Citation : 2021 Latest Caselaw 3799 Cal
Judgement Date : 15 July, 2021
15.07.2021
Sl. No.55
srm
W.P.A. No. 11416 of 2021
Chinmoyee Mondal
Vs.
The State of West Bengal & Ors.
Mr. U.A. Dewan,
Mr. Asif Dewan
...for the Petitioner.
Mr. Lalit Mohan Mahato,
Mr. Bhaskar Chakraborty
...for the State.
Affidavit-of-service is taken on record.
This writ petition has been filed challenging the notice
dated July 8, 2021 issued by the prescribed authority fixing
July 16, 2021 as the date of meeting for removal of the Upa-
Pradhan of Laxmijola Gram Panchayat, District Murshidabad.
The petitioner is the Upa-Pradhan.
It is the contention of Mr. Dewan, learned Advocate
appearing on behalf of the petitioner, that the notice was
received on July 12, 2021 at 6.00 p.m. and the said meeting
should be declared invalid in view of the fact that seven days
clear notice was not available to the Upa-Pradhan. Mr. Dewan
emphasises that the law prescribes that the Upa-Pradhan
should at least have seven days notice. The incorporation of
the word "at least" in Section 12(3) of the West Bengal
Panchayat Act, 1973, according to Mr. Dewan, indicates that
2
the prescription of seven days clear notice is mandatory and
cannot be deviated from. He further submits that the Hon'ble
Apex Court in several decisions have held that the authorities
concerned must follow the provisions of the statute and cannot
go beyond the same.

# REQUIRED TASK
Carry on the court order about the notice for removing the Upa-Pradhan from where it stops.

# RECORDED INFORMATION

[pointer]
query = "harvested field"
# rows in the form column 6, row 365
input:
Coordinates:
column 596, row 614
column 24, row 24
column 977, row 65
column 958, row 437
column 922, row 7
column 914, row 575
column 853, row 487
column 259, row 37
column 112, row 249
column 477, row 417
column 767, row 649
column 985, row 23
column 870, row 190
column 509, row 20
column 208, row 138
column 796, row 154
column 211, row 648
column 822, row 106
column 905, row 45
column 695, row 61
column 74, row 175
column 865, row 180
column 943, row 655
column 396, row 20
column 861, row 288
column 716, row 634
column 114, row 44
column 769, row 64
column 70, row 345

# RESPONSE TO THIS TASK
Mr. Mahato, learned Additional Government Pleader
appearing on behalf of the State-respondents, submits that the
requirement of the law is that the Upa-Pradhan should be
aware that there is a motion of 'no confidence' to be held
against him. That majority of the members who had elected
the Upa-Pradhan in a democratic process want to remove her
having lost their confidence. That the right of the
requisitionists to seek removal of the Upa-Pradhan is a
democratic right and hyper-technicalities cannot come in the
way in holding such meeting. Reference is made to the
decision of this Court in the matter of Bibi Najba v. State of
West Bengal & ors., where it has been held as follows:-
"20. Purpose of service of notice is to make a member aware as to holding of a meeting, so that the member can participate in the meeting effectively. From their own admission made by the said two members, it appears to this Court that the members were aware about the requisition meeting which was scheduled to be held on 30th November, 2006 at least a day before the date when the said meeting was scheduled to be held The said members never claimed that they did not know about the time schedide and/or the venue of the said meeting and/or the agenda which was to be transacted in the said meeting. On the contrary, they on their own separately approached the concerned
prescribed authority to cancel the requisition meeting which was scheduled to be held on 30th November, 2006.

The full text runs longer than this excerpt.